* start Data provided *

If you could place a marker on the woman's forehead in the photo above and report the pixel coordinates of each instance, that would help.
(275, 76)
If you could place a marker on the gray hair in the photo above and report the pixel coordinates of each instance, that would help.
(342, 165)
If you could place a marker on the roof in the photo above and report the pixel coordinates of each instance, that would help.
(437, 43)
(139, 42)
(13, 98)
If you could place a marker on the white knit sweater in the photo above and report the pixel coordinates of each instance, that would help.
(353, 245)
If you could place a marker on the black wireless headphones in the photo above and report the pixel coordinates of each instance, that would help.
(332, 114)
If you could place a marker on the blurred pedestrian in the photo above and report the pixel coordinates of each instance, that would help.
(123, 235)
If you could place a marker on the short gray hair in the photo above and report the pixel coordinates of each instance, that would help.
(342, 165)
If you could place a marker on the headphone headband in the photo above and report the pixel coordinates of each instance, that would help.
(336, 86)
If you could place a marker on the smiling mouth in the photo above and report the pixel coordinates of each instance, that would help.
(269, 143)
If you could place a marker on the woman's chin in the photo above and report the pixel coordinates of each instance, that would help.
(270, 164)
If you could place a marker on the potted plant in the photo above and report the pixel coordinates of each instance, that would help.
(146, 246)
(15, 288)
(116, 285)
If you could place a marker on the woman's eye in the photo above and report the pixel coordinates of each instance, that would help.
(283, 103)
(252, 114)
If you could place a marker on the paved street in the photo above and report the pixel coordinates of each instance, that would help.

* end Data provided *

The task:
Please turn all of the material above into a Markdown table with the columns "Number" and "Entry", one line per row, and leave out any blank lines.

Solution for this task:
| Number | Entry |
|---|---|
| 1 | If you could place a marker on the woman's forehead in the photo above and report the pixel coordinates of each instance, that would help. |
| 2 | (275, 76) |
| 3 | If you could place a marker on the gray hair in the photo above and report the pixel coordinates of each instance, that would help. |
| 4 | (342, 165) |
| 5 | If you could place a marker on the roof in the photo above and report the pixel coordinates of each instance, that would help. |
| 6 | (437, 43) |
| 7 | (139, 42) |
| 8 | (13, 98) |
| 9 | If you could place a marker on the white knit sweater in the photo above and report the pixel coordinates of each instance, that would help. |
| 10 | (353, 245) |
| 11 | If you could place a marker on the black wireless headphones in the photo above and report the pixel coordinates of each instance, that would help. |
| 12 | (332, 114) |
| 13 | If you could place a marker on the blurred pedestrian in the photo above and report the pixel coordinates of each instance, that would help. |
| 14 | (123, 235) |
| 15 | If you could place a marker on the short gray hair in the photo above and report the pixel coordinates of each instance, that would help. |
| 16 | (342, 165) |
| 17 | If you could place a marker on the headphone headband in the photo above and report the pixel coordinates of each instance, that would help. |
| 18 | (336, 86) |
| 19 | If you could place a marker on the smiling mouth in the photo above and report the pixel coordinates of each instance, that would help. |
| 20 | (269, 143) |
| 21 | If you could place a marker on the woman's chin in the photo above and report the pixel coordinates of each instance, that would help. |
| 22 | (270, 164) |
| 23 | If you could place a marker on the potted plant in the photo above and report the pixel coordinates of each instance, that would help. |
| 24 | (146, 246) |
| 25 | (15, 288) |
| 26 | (116, 285) |
| 27 | If you could place a marker on the woman's eye in the photo above and report the pixel coordinates of each instance, that would help. |
| 28 | (283, 103) |
| 29 | (252, 114) |
| 30 | If you could place a marker on the paved street in the photo above and report the pixel coordinates of each instance, that would help. |